*** SUPPLIED DATA ***

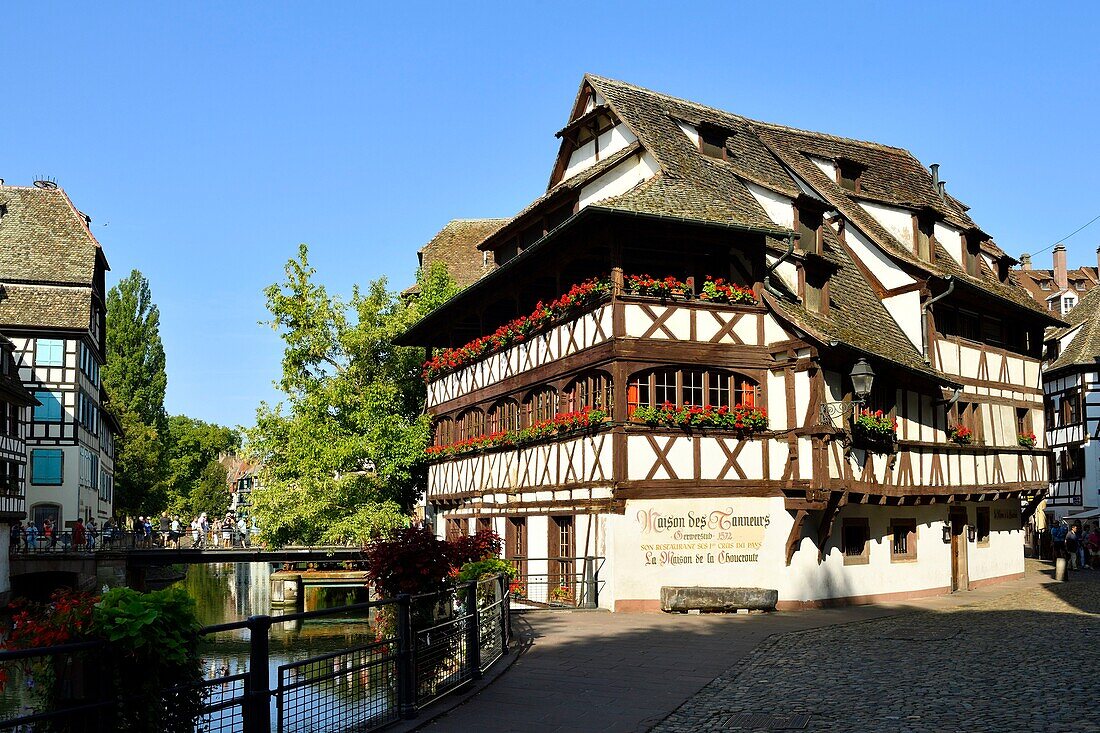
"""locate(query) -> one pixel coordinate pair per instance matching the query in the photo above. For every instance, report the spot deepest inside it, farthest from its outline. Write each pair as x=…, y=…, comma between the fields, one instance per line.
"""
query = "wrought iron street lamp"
x=862, y=380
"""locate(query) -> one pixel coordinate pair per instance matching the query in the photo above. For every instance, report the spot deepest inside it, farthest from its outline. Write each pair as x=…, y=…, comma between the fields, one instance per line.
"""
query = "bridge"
x=125, y=560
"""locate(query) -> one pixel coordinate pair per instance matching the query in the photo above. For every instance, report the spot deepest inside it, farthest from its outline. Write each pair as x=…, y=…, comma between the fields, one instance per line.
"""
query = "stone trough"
x=682, y=599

*** End of SUPPLIED DATA ***

_TASK TO COMPLETE_:
Output the data exactly. Pictures don't belong in the result.

_SOLUTION FOR THIS EXERCISE_:
"""locate(query) -> one pixel coordinate pair per instance matching the query in the photo above. For every instance, report the spot deepest inside it, farthest from its outline. Write each pair as x=…, y=…, comma between the fields, one instance per line.
"""
query = "wrought iron street lamp"
x=862, y=380
"""locate(query) -> one pixel coordinate pair per instance matching the query in the photo above. For every instance, report the spot deepest inside it, farthest from its outline. Write each pair as x=…, y=…, comma between the fields, one instance per line.
"""
query = "bridge"
x=125, y=560
"""locate(query) -> one pixel coordinate pair per instance matching the query in the photo above. For every instance, report the spot deepest inside it, farthest from its outline. Write each pair as x=…, y=…, comma between the fields, one instance per line.
"""
query = "stone trough"
x=682, y=599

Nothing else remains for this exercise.